* **Task brief**
Give the lines again exactly as they appear, beginning at the one with "I would be grateful if you could indicate the stop" and ending at the last line of the records.
+++ Data for the task +++
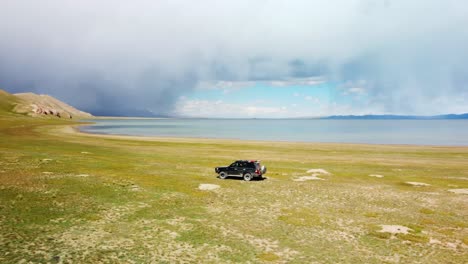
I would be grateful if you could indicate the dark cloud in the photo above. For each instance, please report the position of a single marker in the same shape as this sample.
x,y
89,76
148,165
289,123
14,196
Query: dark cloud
x,y
138,57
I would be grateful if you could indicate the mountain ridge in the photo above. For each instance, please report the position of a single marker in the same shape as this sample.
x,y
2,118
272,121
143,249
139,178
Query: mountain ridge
x,y
38,105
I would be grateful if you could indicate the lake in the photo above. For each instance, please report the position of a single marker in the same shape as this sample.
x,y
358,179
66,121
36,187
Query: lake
x,y
419,132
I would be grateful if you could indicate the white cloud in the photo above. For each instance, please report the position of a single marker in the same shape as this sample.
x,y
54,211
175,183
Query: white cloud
x,y
219,108
312,99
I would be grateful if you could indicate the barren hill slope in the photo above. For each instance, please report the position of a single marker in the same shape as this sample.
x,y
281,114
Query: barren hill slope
x,y
38,105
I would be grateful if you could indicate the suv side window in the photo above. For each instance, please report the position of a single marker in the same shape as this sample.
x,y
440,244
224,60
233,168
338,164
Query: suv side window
x,y
250,165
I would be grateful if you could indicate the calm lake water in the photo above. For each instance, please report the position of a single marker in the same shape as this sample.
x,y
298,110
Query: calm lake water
x,y
420,132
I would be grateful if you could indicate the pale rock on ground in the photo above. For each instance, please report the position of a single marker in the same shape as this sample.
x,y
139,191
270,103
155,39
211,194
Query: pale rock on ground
x,y
417,183
208,187
459,191
308,178
318,171
395,229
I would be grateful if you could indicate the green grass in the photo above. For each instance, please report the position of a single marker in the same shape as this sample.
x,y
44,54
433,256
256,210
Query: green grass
x,y
72,197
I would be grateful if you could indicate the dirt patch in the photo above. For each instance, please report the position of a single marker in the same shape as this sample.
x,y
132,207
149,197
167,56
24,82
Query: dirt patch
x,y
417,184
459,191
318,171
395,229
314,177
208,187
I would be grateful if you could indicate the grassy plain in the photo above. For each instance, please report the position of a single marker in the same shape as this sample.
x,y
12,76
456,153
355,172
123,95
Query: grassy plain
x,y
70,197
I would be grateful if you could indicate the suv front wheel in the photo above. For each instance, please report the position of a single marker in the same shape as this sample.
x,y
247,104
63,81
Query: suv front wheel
x,y
248,177
223,175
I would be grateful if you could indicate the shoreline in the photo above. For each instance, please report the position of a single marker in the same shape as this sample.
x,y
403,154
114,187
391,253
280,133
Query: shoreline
x,y
74,130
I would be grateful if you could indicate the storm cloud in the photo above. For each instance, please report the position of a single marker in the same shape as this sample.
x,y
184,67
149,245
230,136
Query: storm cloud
x,y
138,57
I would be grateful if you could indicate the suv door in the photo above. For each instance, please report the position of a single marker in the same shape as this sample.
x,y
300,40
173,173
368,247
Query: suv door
x,y
232,169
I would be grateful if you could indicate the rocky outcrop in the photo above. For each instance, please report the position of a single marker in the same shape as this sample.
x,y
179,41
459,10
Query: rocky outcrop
x,y
45,105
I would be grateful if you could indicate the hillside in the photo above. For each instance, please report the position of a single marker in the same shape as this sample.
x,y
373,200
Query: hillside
x,y
38,105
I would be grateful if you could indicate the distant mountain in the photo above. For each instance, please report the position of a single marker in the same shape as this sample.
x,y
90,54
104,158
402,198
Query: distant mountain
x,y
38,105
398,117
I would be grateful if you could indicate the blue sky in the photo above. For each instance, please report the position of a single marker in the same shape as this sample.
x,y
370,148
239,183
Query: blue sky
x,y
263,58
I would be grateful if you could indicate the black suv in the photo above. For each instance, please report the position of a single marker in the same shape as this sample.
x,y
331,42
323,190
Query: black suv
x,y
247,169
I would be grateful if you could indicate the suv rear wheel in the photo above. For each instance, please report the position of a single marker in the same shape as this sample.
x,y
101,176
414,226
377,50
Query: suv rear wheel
x,y
248,177
223,175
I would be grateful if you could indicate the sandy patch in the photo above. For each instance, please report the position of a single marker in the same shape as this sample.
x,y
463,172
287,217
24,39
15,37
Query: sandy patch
x,y
419,184
135,188
318,171
308,178
459,191
395,229
458,178
208,187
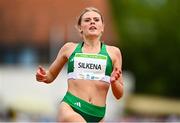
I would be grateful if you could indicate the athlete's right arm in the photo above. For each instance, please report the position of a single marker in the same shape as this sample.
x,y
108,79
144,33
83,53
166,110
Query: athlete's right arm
x,y
48,76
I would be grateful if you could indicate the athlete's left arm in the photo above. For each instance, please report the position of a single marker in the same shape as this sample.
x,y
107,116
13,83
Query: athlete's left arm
x,y
116,76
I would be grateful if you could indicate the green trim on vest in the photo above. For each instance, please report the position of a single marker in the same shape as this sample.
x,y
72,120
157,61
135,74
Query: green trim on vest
x,y
103,51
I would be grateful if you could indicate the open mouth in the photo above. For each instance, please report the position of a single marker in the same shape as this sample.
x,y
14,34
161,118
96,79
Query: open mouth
x,y
92,28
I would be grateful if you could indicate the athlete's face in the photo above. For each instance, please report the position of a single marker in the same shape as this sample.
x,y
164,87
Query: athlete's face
x,y
91,24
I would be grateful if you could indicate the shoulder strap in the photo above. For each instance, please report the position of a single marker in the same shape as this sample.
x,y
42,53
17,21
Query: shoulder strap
x,y
79,47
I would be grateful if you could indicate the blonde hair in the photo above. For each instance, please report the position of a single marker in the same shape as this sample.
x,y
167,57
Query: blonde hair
x,y
87,10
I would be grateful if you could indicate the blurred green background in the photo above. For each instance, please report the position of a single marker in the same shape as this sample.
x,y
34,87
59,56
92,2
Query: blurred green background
x,y
149,31
146,31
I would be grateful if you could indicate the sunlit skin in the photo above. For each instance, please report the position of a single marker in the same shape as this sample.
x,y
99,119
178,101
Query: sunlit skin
x,y
92,91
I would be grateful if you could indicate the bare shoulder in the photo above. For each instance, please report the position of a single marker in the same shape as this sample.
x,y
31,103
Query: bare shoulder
x,y
113,50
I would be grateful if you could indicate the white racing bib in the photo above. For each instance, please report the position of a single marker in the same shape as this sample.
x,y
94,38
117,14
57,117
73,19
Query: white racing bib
x,y
90,66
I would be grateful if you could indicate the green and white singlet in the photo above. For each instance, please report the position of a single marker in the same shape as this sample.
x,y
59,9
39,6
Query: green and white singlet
x,y
90,66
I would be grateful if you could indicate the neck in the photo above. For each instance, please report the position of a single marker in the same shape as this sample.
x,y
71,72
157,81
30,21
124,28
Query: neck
x,y
91,42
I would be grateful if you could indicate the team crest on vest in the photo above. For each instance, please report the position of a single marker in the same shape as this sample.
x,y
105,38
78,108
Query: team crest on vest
x,y
90,66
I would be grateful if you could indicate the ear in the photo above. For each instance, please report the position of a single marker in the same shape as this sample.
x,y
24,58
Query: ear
x,y
79,29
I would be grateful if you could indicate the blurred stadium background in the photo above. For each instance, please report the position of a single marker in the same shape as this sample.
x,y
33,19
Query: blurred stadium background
x,y
146,31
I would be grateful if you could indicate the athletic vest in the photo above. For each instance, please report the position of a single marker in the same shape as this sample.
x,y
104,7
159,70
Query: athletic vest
x,y
90,66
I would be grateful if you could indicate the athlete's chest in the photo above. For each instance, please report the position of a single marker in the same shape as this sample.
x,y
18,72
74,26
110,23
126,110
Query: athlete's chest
x,y
90,66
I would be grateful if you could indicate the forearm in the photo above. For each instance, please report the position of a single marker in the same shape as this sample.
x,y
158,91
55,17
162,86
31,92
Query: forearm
x,y
117,88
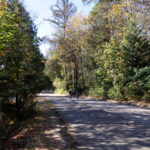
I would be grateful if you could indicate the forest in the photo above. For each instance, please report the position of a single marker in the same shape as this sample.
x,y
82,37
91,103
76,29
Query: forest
x,y
105,54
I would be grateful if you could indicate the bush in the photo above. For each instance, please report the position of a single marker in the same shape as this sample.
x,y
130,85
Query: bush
x,y
97,91
60,86
139,86
116,93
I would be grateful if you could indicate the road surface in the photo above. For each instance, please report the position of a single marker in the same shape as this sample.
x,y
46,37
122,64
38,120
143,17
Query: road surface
x,y
102,125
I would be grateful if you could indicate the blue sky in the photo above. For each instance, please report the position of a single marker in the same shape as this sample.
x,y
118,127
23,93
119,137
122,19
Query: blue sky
x,y
40,10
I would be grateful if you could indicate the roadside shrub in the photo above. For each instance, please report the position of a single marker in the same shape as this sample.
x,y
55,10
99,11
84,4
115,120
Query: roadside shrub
x,y
60,86
116,93
97,91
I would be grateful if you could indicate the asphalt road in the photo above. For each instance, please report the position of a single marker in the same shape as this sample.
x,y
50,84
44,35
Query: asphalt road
x,y
102,125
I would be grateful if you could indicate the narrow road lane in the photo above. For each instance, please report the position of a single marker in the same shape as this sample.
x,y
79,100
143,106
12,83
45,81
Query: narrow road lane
x,y
102,125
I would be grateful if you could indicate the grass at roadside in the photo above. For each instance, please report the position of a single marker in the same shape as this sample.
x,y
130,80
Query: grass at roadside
x,y
44,129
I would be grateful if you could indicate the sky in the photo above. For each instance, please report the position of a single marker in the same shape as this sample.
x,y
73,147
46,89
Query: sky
x,y
40,10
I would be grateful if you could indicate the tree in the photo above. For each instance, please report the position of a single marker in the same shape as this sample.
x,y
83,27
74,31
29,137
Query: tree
x,y
61,12
21,61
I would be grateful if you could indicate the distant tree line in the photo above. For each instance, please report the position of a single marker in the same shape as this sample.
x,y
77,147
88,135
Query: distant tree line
x,y
106,54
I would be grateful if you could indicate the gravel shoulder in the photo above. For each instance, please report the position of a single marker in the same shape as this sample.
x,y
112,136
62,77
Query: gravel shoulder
x,y
46,131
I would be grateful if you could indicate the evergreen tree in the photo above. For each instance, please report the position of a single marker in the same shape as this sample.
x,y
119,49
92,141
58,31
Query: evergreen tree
x,y
135,49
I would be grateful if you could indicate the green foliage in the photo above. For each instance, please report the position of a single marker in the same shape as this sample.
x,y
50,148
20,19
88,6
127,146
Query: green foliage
x,y
60,86
21,63
97,91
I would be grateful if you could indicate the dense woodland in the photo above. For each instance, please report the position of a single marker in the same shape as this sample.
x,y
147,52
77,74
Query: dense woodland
x,y
106,54
21,64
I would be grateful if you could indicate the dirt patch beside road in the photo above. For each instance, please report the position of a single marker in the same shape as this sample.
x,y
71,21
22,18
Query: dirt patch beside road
x,y
46,131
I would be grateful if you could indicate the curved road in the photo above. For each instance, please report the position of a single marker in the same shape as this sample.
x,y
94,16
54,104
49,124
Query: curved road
x,y
102,125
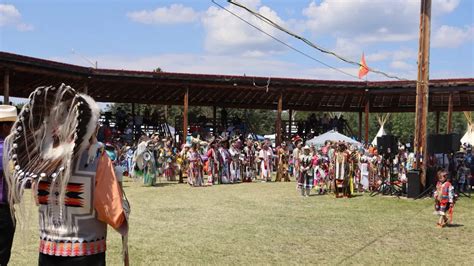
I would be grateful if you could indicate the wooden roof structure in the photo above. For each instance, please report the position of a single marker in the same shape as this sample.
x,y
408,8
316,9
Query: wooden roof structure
x,y
106,85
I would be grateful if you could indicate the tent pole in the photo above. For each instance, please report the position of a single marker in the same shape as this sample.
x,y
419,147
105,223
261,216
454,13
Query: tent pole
x,y
290,122
367,121
6,87
278,122
437,122
449,128
185,115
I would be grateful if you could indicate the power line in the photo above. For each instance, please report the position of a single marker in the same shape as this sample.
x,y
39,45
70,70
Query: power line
x,y
284,43
275,25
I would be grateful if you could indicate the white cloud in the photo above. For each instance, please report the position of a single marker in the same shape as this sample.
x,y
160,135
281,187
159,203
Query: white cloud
x,y
174,14
10,16
227,34
399,64
444,6
452,37
397,55
214,64
368,21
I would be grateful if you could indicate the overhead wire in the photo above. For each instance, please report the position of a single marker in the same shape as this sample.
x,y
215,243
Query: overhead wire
x,y
311,44
284,43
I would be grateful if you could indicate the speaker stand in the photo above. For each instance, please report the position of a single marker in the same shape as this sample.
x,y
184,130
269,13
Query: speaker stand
x,y
425,192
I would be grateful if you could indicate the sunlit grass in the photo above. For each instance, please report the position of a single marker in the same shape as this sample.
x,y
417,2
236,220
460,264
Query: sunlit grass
x,y
269,223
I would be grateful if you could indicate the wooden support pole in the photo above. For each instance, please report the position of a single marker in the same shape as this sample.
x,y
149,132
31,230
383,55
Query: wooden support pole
x,y
422,91
449,128
85,89
185,116
214,120
133,121
290,123
437,121
367,104
6,87
278,122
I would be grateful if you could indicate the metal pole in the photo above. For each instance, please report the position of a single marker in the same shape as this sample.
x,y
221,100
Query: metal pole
x,y
185,115
449,128
6,87
422,90
278,122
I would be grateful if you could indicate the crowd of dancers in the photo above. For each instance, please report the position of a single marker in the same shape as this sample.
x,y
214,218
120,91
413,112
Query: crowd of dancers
x,y
336,167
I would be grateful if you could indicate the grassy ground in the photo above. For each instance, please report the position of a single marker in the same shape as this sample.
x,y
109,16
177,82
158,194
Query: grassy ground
x,y
269,223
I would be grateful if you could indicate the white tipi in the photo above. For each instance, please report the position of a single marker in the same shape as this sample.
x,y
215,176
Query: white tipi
x,y
382,120
469,136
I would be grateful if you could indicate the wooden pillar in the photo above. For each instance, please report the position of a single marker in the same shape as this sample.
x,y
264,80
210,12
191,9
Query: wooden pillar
x,y
185,115
367,104
165,107
133,121
278,122
449,127
422,91
214,120
6,87
437,122
85,89
290,123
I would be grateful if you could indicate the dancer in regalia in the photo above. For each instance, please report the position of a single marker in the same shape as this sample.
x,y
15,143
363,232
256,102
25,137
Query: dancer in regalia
x,y
169,161
52,148
195,170
226,160
283,160
8,115
305,180
183,162
341,167
213,163
265,156
298,142
144,163
444,198
236,164
249,162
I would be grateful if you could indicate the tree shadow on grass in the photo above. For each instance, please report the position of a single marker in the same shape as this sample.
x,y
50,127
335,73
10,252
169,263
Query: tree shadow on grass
x,y
164,184
455,225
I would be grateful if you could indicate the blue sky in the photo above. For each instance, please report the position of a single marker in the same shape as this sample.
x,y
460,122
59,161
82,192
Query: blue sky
x,y
199,37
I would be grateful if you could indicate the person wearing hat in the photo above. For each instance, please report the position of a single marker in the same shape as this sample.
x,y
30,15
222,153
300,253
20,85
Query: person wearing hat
x,y
283,160
306,177
76,191
8,116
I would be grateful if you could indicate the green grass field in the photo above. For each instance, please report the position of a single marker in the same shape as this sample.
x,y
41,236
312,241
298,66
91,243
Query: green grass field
x,y
269,223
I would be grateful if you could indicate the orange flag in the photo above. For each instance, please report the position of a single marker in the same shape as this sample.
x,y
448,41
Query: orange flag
x,y
363,68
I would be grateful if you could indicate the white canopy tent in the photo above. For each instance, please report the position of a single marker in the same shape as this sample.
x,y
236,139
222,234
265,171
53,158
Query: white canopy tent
x,y
331,136
469,135
382,120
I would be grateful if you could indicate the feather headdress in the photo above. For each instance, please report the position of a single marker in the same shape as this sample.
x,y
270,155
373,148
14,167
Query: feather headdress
x,y
54,127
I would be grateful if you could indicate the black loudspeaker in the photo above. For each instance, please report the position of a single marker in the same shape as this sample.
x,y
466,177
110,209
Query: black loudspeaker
x,y
387,144
443,143
413,184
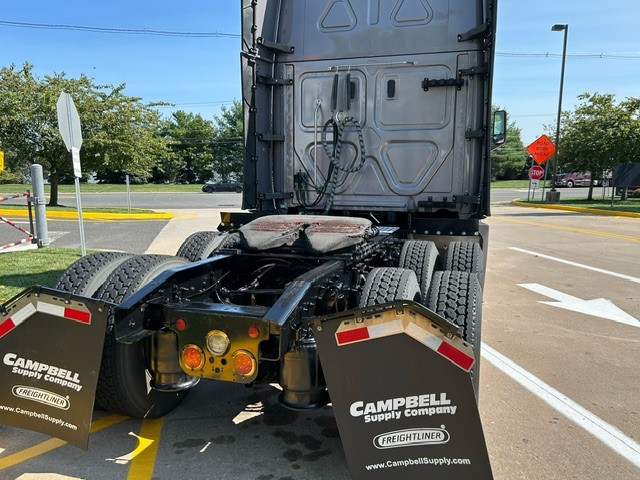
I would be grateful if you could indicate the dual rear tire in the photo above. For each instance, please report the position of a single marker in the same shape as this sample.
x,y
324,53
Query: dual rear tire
x,y
124,379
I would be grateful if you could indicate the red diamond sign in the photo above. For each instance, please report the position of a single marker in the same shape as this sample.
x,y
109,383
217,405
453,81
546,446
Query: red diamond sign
x,y
541,149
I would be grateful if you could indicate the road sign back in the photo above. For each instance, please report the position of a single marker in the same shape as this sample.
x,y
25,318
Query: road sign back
x,y
541,149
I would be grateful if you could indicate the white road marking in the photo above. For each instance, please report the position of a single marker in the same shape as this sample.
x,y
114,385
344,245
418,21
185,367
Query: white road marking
x,y
599,307
249,412
580,265
603,431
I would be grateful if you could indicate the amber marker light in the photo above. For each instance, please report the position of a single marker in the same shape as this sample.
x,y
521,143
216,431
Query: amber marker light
x,y
193,357
244,363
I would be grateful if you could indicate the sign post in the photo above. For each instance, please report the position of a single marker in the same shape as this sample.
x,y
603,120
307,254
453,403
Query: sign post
x,y
69,126
536,172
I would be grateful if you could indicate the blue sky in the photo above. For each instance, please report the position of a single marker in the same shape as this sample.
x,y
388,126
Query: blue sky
x,y
200,74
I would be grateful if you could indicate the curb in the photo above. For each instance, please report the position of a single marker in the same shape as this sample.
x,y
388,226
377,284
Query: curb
x,y
593,211
93,215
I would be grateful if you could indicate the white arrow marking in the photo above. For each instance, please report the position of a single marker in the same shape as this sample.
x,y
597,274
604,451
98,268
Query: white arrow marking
x,y
250,411
599,307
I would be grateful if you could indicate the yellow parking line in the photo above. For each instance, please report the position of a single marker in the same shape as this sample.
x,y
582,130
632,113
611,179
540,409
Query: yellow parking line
x,y
567,228
53,443
142,465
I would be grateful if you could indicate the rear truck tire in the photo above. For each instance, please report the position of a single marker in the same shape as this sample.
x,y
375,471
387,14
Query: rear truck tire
x,y
457,296
197,246
465,257
123,383
86,275
422,257
202,245
386,284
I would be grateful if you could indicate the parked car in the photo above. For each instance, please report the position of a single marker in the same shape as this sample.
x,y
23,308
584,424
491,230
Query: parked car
x,y
222,186
574,179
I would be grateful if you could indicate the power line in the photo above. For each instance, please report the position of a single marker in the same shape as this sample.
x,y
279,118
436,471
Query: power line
x,y
194,104
118,31
601,55
170,33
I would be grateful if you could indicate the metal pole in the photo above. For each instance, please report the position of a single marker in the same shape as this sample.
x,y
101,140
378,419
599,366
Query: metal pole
x,y
557,28
126,177
40,202
83,245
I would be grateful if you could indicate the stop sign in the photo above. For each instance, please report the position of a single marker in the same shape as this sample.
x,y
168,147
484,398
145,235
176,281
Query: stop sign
x,y
536,172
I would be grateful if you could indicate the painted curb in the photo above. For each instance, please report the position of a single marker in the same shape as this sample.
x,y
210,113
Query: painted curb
x,y
92,215
593,211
+++
* **Answer box**
I would be grateful if you could indicate the stop sign in the photo above. For each instance, please report the position of a single marker in the same shape as this sample.
x,y
168,147
484,398
145,235
176,281
Query: stop sign
x,y
536,172
I would be grateful if you could indicate the painted curb in the photo above. For each instance, please report the position of a single marker in the same shape as this sample.
x,y
210,113
Query: painted curb
x,y
92,215
593,211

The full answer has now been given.